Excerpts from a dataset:
____________
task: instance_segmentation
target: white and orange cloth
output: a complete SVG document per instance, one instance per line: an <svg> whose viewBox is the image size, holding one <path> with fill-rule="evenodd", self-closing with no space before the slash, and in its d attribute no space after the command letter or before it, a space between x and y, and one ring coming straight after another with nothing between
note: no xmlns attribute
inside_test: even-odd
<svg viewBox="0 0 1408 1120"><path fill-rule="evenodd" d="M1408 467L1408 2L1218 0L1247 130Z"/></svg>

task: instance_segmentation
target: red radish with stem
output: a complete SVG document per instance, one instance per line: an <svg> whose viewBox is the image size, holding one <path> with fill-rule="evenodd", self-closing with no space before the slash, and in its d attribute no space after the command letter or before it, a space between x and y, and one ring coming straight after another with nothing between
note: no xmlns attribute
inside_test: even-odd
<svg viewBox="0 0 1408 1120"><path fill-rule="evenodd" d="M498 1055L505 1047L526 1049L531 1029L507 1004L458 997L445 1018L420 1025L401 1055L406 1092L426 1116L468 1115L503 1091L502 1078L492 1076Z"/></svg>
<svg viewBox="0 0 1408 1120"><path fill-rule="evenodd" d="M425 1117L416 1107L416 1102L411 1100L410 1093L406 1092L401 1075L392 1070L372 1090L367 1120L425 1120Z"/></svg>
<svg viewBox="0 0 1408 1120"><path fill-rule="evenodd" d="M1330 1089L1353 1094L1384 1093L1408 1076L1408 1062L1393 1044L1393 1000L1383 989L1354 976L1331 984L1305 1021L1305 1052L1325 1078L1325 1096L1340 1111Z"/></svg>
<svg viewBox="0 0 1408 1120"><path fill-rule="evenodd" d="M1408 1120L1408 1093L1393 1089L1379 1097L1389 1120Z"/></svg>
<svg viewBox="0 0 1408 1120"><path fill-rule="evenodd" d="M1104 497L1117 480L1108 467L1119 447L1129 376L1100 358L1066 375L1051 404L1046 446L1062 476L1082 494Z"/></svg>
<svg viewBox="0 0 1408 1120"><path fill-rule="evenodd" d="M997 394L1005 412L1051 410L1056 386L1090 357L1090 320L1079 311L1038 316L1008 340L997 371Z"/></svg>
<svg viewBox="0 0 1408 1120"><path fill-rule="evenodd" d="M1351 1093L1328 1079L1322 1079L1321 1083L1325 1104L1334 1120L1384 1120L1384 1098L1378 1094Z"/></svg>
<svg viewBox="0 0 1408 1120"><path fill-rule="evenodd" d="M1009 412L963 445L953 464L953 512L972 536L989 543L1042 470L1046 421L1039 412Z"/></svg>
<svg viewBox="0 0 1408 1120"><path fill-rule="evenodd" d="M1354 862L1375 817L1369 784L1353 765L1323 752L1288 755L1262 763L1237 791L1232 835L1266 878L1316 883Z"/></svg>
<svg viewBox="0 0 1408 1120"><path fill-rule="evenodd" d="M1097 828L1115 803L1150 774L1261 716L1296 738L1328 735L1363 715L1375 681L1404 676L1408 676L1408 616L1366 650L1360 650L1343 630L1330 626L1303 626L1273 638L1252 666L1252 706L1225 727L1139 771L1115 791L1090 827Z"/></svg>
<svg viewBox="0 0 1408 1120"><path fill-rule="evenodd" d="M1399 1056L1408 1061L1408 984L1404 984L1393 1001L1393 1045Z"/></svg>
____________
> [The problem]
The full set of entries should be transcribed exactly.

> [Result of the exercise]
task: instance_segmentation
target: white and orange cloth
output: a complete SVG document per instance, one instance per line: an <svg> whose viewBox is the image size, holding one <path> with fill-rule="evenodd", self-closing with no space before the slash, and in its d attribute no space after the command letter or before it, a space between x and y, and one ring coming straight after another with nothing between
note: no xmlns attribute
inside_test: even-odd
<svg viewBox="0 0 1408 1120"><path fill-rule="evenodd" d="M1408 467L1408 2L1218 0L1247 130Z"/></svg>

task: instance_segmentation
target: red radish with stem
output: a complete SVG document per instance, one instance per line: an <svg> whose viewBox is the image size, holding one <path> with fill-rule="evenodd", self-closing with no space before the slash, and in its d attribute no space after the command letter or before it, a space between x and y, and one ring coming straight after another with nothing between
note: no xmlns attribute
inside_test: even-odd
<svg viewBox="0 0 1408 1120"><path fill-rule="evenodd" d="M498 1055L505 1047L526 1049L531 1029L507 1004L458 997L445 1018L420 1025L401 1055L406 1092L426 1116L468 1115L503 1091L502 1078L492 1076Z"/></svg>
<svg viewBox="0 0 1408 1120"><path fill-rule="evenodd" d="M425 1117L416 1107L416 1102L411 1100L410 1093L406 1092L401 1075L392 1070L372 1090L367 1120L425 1120Z"/></svg>
<svg viewBox="0 0 1408 1120"><path fill-rule="evenodd" d="M1330 1089L1353 1094L1384 1093L1408 1076L1408 1062L1393 1044L1393 1000L1383 989L1354 976L1331 984L1305 1021L1305 1052L1325 1078L1325 1096L1340 1111Z"/></svg>
<svg viewBox="0 0 1408 1120"><path fill-rule="evenodd" d="M1408 1120L1408 1093L1393 1089L1379 1097L1389 1120Z"/></svg>
<svg viewBox="0 0 1408 1120"><path fill-rule="evenodd" d="M1104 497L1117 480L1108 467L1119 447L1129 376L1100 358L1066 375L1051 404L1046 446L1062 476L1082 494Z"/></svg>
<svg viewBox="0 0 1408 1120"><path fill-rule="evenodd" d="M997 394L1005 412L1051 410L1056 386L1090 357L1090 320L1079 311L1038 316L1008 340L997 371Z"/></svg>
<svg viewBox="0 0 1408 1120"><path fill-rule="evenodd" d="M1351 1093L1328 1079L1322 1079L1321 1083L1325 1104L1334 1120L1384 1120L1384 1098L1378 1094Z"/></svg>
<svg viewBox="0 0 1408 1120"><path fill-rule="evenodd" d="M1009 412L963 445L953 464L953 512L972 536L989 543L1042 470L1046 421L1039 412Z"/></svg>
<svg viewBox="0 0 1408 1120"><path fill-rule="evenodd" d="M1354 862L1375 817L1369 784L1353 765L1323 752L1288 755L1262 763L1237 791L1232 835L1266 878L1316 883Z"/></svg>
<svg viewBox="0 0 1408 1120"><path fill-rule="evenodd" d="M1097 828L1115 803L1150 774L1261 716L1296 738L1328 735L1363 715L1375 681L1404 676L1408 676L1408 616L1366 650L1360 650L1343 630L1330 626L1303 626L1273 638L1252 666L1252 706L1225 727L1139 771L1115 791L1090 827Z"/></svg>
<svg viewBox="0 0 1408 1120"><path fill-rule="evenodd" d="M1399 1056L1408 1061L1408 984L1404 984L1393 1001L1393 1045Z"/></svg>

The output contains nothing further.